◆ Task to complete:
Below is a set of records. Repeat them verbatim without the pictures.

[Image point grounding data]
§ §

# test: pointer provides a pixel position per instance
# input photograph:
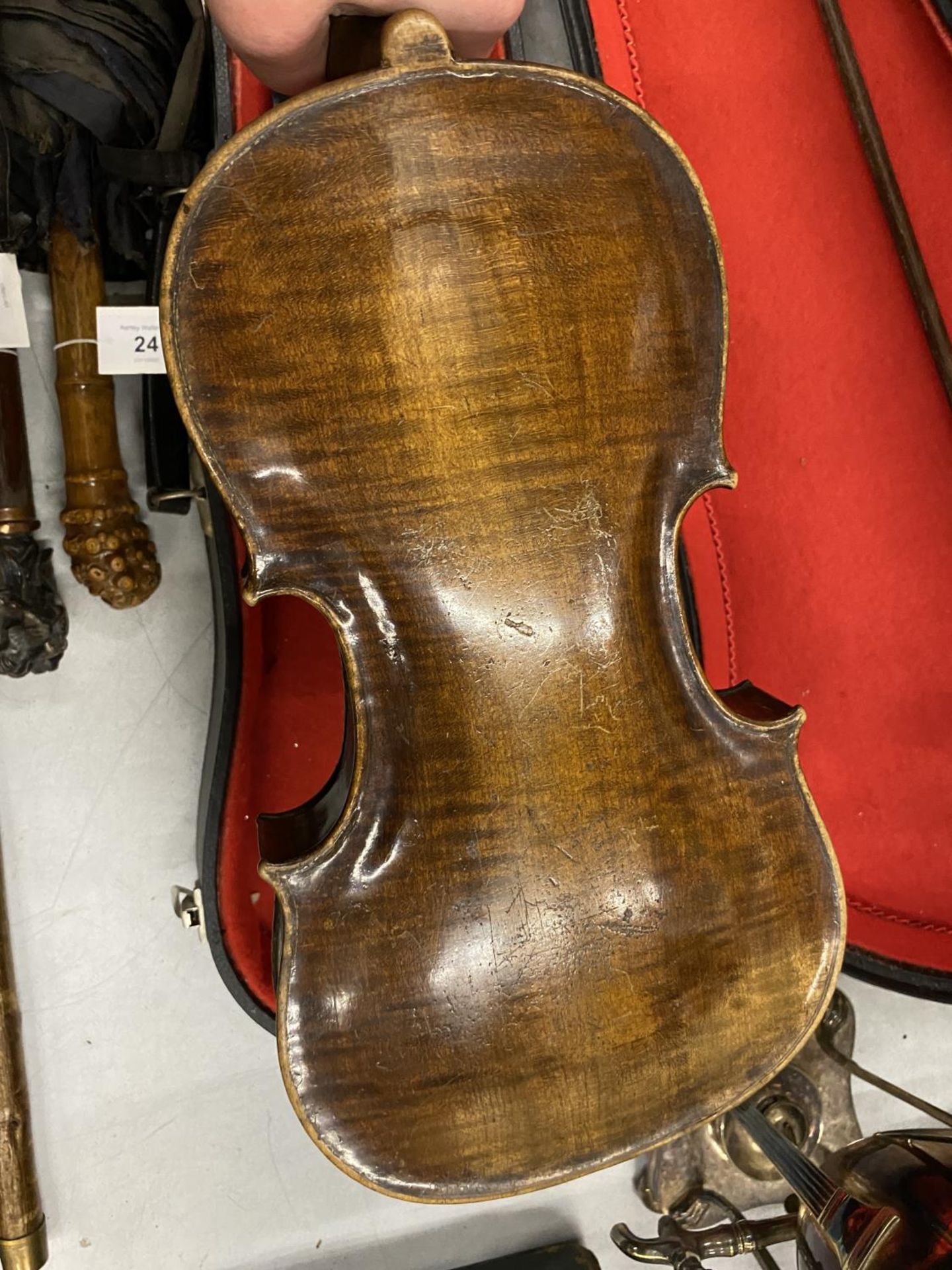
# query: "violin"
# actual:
(450, 338)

§ §

◆ Finished exercise:
# test: pointer provides a pixel position per instance
# input photograph:
# query: "violin"
# actual:
(450, 338)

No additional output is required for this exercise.